→ YOUR ASSIGNMENT
Copy every record word for word. Pictures are not part of the copy.

→ RECORDS SUPPLIED
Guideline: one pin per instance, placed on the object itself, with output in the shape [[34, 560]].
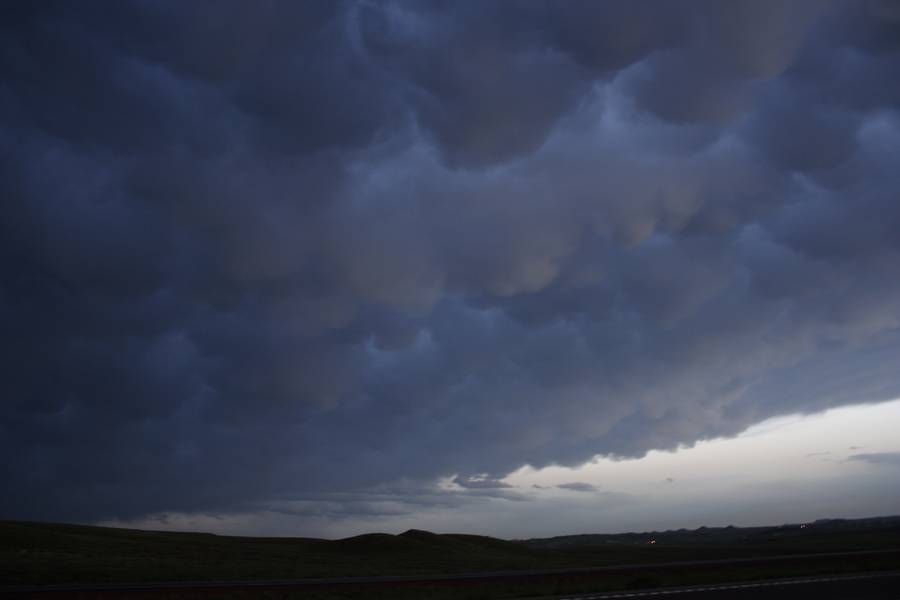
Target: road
[[869, 586]]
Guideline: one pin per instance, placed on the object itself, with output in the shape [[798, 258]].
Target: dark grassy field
[[35, 553]]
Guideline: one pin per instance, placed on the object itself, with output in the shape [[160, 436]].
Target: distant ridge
[[723, 535]]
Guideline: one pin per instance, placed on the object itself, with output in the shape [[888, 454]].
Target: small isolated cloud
[[578, 486], [480, 482], [891, 459]]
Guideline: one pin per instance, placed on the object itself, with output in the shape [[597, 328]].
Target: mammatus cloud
[[888, 459], [322, 247], [577, 486]]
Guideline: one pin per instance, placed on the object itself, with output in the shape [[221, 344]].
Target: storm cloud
[[252, 252]]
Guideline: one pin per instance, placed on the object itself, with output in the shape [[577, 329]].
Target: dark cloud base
[[253, 252]]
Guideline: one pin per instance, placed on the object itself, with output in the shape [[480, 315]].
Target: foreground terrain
[[73, 555]]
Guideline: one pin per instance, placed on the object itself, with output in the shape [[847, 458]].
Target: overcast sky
[[317, 268]]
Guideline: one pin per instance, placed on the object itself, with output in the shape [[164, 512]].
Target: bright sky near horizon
[[842, 463], [322, 267]]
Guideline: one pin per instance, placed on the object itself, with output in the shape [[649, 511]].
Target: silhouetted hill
[[810, 534], [58, 553]]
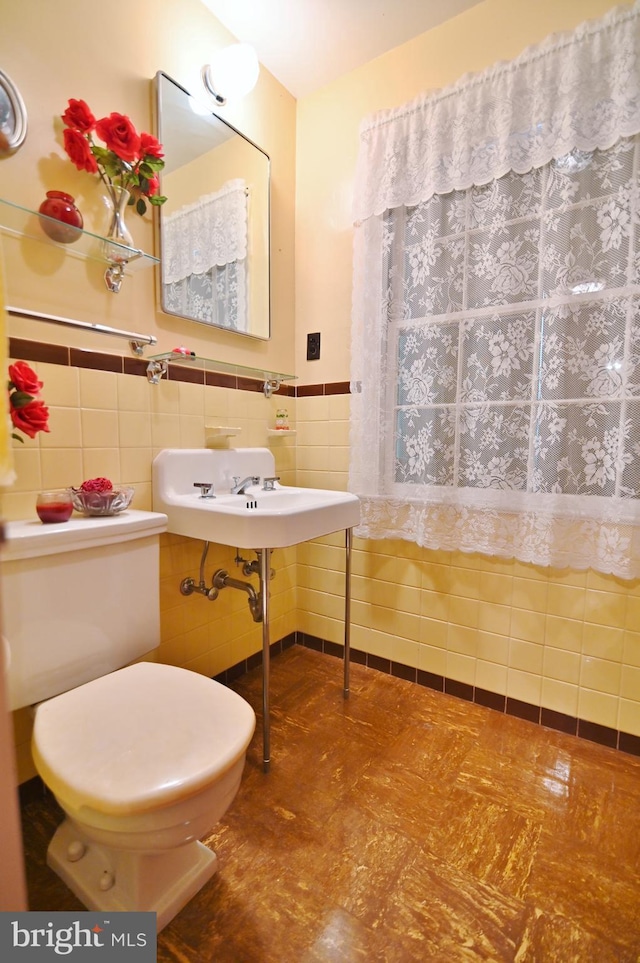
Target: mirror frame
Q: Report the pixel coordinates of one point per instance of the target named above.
(161, 126)
(14, 128)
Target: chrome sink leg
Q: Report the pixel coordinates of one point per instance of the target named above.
(266, 657)
(347, 611)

→ EXERCISE RESPONSE
Guideline: one pin per instance, placed on the object itself, with output in the shape [[34, 560]].
Target: road
[[869, 586]]
Guideline: one pin per instance, placed on the object itself, with output in the shape [[798, 258]].
Target: dark grassy field
[[35, 553]]
Guideline: one pin per instance, placed on the object itself, with output in the shape [[160, 436]].
Target: distant ridge
[[723, 535]]
Guideline: one pin per instance, placed on the object itself, with output in the shape [[888, 454]].
Target: small isolated cloud
[[578, 486], [480, 482], [891, 459]]
Guideline: one pin per instance, placed on the object itself, with output in the shape [[597, 328]].
Target: mammatus cloud
[[888, 459], [322, 247], [577, 486]]
Guideline: one pin per instance, placed on the object itself, with output in the shape [[221, 344]].
Target: storm cloud
[[252, 252]]
Guideline: one pin per instance, placed on the object itself, with output in the shape [[577, 329]].
Target: dark cloud base
[[253, 252]]
Guideline: one pin per instance, placed on the object itself, with output in the shape [[480, 315]].
Target: foreground terrain
[[73, 555]]
Guideline: one pin per instance, placed on the object itself, with output in the shape [[847, 458]].
Target: overcast sky
[[317, 268]]
Guideline: one pin per instance, placed on the object itself, with output in the shape [[164, 512]].
Target: bright sky near horizon
[[842, 463], [322, 267]]
Guideline: one pin per instance, placed on the object itself, with output in the shape [[649, 511]].
Target: silhouetted hill
[[810, 534], [58, 553]]
Target: mirror frame
Q: Report the pixel coordinates of one point per instance of the target named above.
(161, 126)
(14, 128)
Target: chrome sink leg
Q: Report the pixel coordinates of one point per instance of the target named above.
(266, 657)
(347, 611)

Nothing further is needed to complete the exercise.